Copy out the stretch of lines below from the line that contains "#detect blue and yellow roundel" through the line that contains "top-left (0, 386), bottom-right (900, 595)", reproducing them verbatim.
○ ○ ○ ○
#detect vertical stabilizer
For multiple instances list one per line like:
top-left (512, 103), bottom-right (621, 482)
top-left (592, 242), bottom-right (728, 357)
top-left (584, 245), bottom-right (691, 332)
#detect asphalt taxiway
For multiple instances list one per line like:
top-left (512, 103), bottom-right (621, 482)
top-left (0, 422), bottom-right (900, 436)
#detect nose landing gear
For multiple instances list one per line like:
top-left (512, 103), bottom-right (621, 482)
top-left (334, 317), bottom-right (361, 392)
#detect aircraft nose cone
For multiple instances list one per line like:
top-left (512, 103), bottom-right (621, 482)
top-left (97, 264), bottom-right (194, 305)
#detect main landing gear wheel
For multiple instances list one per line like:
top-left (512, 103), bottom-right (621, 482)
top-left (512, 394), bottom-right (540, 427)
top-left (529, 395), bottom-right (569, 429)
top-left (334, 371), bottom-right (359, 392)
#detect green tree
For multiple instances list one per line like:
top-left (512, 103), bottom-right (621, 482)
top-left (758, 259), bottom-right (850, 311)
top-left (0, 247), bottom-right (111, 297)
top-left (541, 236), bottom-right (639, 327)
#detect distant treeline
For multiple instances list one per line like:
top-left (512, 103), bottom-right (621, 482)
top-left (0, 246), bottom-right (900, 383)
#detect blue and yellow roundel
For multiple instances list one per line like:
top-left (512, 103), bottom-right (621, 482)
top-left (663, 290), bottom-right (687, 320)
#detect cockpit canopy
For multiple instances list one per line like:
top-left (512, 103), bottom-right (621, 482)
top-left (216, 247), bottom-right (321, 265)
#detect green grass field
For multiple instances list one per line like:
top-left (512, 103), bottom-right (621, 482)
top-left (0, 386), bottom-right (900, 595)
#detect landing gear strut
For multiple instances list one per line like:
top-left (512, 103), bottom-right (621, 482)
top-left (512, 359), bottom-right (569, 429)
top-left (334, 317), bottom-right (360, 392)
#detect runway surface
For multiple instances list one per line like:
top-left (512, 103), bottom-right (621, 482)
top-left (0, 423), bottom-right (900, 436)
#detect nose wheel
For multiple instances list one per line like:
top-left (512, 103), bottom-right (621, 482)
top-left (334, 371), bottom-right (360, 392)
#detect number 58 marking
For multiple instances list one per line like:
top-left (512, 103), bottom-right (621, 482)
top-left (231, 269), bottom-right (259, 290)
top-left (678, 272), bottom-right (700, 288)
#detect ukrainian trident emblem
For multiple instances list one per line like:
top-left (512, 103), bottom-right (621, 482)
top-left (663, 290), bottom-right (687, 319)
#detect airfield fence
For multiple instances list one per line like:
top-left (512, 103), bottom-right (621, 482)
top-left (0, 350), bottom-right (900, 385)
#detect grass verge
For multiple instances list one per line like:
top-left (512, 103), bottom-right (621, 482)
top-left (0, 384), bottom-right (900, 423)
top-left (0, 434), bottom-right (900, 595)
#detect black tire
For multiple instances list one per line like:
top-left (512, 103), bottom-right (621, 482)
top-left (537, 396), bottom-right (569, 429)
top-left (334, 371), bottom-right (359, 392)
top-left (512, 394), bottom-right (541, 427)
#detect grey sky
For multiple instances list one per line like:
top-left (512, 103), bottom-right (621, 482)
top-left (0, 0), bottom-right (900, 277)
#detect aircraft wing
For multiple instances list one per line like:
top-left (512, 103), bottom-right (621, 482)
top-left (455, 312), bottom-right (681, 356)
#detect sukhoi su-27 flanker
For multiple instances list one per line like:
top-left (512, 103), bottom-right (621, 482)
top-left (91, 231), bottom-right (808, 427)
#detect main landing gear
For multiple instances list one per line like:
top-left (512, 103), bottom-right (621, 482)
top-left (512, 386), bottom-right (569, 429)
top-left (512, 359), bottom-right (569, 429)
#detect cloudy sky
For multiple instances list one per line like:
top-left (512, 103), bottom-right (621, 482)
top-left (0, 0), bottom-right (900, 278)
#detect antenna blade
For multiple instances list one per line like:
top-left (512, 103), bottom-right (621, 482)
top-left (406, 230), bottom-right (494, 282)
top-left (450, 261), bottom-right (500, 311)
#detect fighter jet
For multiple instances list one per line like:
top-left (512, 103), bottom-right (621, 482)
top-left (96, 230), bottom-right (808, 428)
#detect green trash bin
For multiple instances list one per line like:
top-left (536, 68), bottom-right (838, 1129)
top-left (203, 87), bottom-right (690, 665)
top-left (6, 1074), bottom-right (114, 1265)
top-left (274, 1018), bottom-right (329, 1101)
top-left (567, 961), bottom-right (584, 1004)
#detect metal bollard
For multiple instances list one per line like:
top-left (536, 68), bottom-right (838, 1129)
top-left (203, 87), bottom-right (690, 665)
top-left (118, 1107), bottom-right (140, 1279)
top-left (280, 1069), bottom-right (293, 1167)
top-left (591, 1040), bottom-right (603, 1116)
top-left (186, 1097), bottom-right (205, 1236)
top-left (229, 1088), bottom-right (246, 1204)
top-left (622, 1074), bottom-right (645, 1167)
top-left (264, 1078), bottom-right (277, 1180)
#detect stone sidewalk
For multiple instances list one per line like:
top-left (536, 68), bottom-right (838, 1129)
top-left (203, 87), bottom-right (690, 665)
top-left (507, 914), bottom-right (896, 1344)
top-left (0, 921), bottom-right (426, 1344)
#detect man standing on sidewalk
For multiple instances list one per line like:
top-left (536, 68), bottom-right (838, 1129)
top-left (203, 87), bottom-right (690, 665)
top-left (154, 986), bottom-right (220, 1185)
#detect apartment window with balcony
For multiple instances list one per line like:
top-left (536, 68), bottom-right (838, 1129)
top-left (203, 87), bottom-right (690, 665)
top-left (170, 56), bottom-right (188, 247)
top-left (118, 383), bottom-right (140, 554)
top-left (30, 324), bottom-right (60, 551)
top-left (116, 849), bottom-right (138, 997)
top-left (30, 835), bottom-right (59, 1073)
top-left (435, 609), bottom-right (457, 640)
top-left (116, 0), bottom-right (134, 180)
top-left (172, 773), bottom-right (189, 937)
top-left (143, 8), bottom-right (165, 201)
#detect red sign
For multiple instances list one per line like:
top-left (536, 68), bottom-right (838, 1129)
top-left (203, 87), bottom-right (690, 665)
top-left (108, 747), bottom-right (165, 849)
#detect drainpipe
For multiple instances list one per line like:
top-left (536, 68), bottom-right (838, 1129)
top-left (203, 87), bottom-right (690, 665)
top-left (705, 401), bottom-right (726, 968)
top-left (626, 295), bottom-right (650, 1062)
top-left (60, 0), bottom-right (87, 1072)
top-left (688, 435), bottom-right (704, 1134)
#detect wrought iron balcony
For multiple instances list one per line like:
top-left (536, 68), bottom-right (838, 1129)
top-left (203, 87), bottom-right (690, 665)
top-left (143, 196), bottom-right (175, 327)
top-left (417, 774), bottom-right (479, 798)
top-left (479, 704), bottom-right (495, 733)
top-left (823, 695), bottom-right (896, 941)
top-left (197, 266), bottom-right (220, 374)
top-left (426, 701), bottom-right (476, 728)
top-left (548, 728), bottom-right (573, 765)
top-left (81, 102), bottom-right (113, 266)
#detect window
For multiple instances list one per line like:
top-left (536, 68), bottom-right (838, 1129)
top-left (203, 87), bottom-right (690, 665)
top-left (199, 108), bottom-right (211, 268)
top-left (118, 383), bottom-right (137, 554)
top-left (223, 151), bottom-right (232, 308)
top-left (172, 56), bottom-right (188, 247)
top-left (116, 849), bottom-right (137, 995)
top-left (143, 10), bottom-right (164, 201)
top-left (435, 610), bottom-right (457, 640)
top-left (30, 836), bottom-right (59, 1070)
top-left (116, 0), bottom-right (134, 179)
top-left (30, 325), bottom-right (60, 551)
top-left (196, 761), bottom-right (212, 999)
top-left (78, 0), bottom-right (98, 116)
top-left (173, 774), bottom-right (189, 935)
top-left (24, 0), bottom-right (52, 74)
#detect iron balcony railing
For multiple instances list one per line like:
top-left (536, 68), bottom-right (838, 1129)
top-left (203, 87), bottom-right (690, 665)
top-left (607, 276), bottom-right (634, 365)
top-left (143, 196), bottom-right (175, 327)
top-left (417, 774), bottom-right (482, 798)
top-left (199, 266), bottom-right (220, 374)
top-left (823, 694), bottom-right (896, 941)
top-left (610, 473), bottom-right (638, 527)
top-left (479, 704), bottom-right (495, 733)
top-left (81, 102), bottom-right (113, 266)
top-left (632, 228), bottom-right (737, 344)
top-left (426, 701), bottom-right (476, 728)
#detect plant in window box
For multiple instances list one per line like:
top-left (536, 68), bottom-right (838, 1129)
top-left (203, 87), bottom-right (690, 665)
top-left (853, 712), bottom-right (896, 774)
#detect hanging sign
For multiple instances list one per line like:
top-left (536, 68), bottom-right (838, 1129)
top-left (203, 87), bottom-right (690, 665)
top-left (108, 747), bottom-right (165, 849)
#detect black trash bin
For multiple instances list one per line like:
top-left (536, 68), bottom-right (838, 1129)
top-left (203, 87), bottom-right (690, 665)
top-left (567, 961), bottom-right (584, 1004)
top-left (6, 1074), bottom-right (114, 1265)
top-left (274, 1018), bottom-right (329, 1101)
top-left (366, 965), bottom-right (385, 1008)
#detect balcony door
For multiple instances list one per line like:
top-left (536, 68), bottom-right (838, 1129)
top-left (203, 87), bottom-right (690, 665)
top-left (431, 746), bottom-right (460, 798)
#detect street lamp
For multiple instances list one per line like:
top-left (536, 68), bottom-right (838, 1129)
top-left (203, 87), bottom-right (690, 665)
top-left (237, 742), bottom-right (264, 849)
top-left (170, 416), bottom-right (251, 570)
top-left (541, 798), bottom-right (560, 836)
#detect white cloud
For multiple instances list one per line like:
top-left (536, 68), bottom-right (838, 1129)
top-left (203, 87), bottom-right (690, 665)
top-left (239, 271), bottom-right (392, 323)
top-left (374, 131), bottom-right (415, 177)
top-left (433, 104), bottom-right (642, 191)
○ ○ ○ ○
### The answer
#detect blue and yellow roundel
For multiple instances list one per line like:
top-left (512, 103), bottom-right (621, 482)
top-left (663, 290), bottom-right (687, 320)
#detect cockpit canopy
For multiple instances list one per line like:
top-left (512, 103), bottom-right (621, 482)
top-left (216, 247), bottom-right (321, 265)
#detect green grass field
For multiple instances list one per line like:
top-left (512, 103), bottom-right (621, 482)
top-left (0, 386), bottom-right (900, 595)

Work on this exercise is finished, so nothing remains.